Study material

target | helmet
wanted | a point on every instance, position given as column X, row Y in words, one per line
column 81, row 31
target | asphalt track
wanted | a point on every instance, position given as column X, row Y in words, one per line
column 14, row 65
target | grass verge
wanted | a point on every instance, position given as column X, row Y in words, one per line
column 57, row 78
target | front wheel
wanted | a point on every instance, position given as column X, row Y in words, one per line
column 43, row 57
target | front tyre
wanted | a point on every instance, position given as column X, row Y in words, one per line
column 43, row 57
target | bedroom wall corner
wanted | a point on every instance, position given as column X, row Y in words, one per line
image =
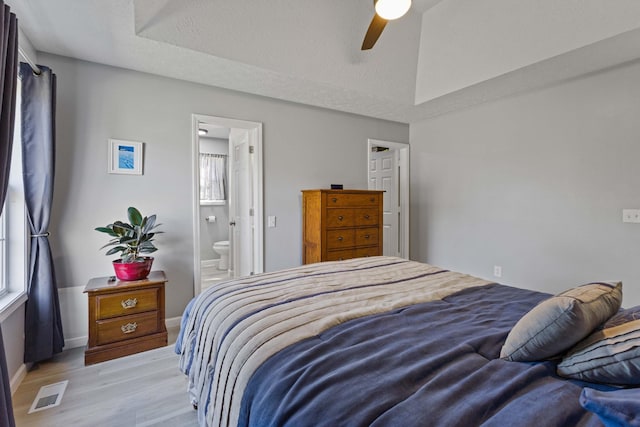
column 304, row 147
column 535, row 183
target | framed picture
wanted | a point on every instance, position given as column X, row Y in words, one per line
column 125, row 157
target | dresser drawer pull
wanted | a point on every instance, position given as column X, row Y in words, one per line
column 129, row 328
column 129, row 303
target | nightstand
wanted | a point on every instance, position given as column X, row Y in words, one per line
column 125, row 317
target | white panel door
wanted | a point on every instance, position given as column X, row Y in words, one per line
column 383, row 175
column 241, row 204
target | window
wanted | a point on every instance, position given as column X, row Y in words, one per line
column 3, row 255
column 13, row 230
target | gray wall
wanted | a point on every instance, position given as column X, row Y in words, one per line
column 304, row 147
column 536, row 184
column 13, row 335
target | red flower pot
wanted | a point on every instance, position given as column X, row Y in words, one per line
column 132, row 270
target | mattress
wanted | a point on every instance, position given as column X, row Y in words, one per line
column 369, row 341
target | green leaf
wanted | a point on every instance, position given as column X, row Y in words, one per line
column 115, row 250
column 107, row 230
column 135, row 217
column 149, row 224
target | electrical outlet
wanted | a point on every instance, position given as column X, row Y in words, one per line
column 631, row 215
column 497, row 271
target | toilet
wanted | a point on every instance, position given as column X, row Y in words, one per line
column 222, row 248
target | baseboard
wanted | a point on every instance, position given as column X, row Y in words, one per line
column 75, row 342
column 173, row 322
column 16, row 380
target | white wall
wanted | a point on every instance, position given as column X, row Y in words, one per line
...
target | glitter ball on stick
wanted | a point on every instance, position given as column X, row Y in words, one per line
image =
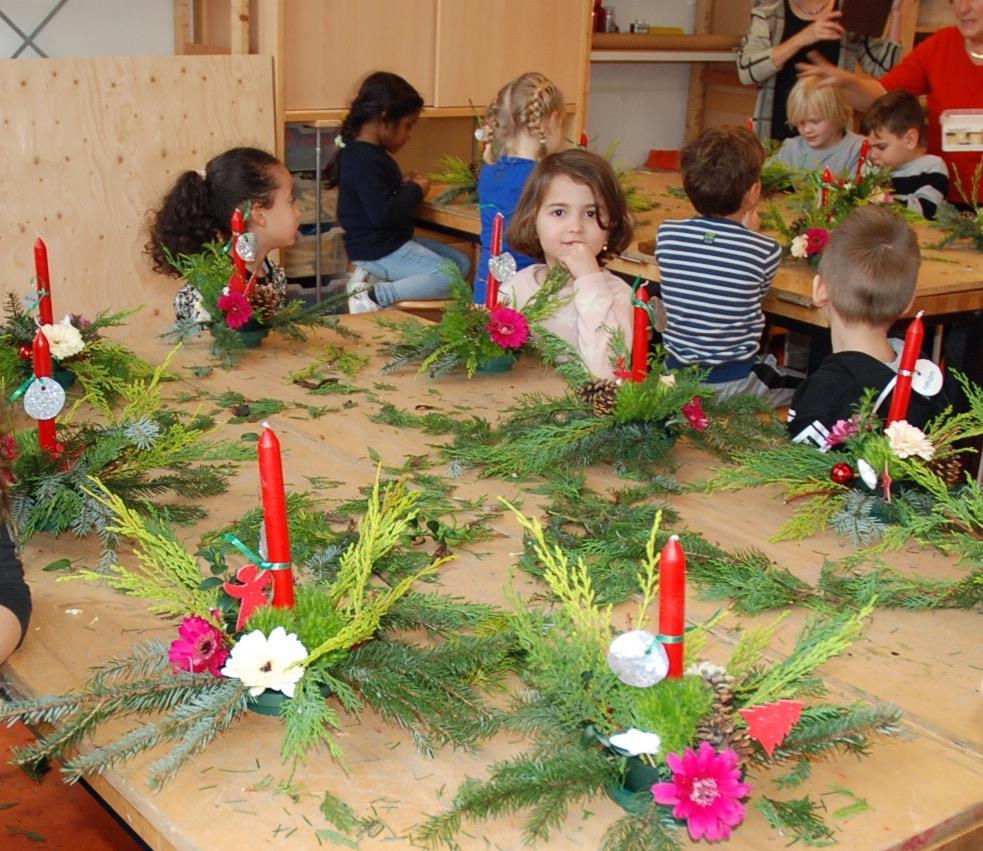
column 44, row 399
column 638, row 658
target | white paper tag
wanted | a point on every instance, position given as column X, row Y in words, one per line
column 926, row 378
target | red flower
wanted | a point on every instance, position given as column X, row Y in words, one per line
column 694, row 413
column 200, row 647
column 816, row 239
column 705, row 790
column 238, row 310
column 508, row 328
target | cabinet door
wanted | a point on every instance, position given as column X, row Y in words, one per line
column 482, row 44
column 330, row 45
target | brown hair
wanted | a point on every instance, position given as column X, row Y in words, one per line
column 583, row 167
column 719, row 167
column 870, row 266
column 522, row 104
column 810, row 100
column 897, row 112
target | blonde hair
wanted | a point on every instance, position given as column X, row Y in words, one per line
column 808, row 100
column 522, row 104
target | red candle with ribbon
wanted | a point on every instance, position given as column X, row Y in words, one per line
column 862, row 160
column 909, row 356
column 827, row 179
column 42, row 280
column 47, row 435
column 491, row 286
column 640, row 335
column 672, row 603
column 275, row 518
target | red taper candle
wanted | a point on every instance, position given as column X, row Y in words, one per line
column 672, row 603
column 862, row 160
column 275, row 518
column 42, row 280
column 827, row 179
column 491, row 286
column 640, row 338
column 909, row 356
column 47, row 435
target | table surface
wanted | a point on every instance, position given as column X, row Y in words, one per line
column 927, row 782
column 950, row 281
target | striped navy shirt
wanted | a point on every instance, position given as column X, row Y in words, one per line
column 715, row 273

Aim of the exercise
Among the lines above, count those containing the word "candle" and write only the number.

Problem solution
2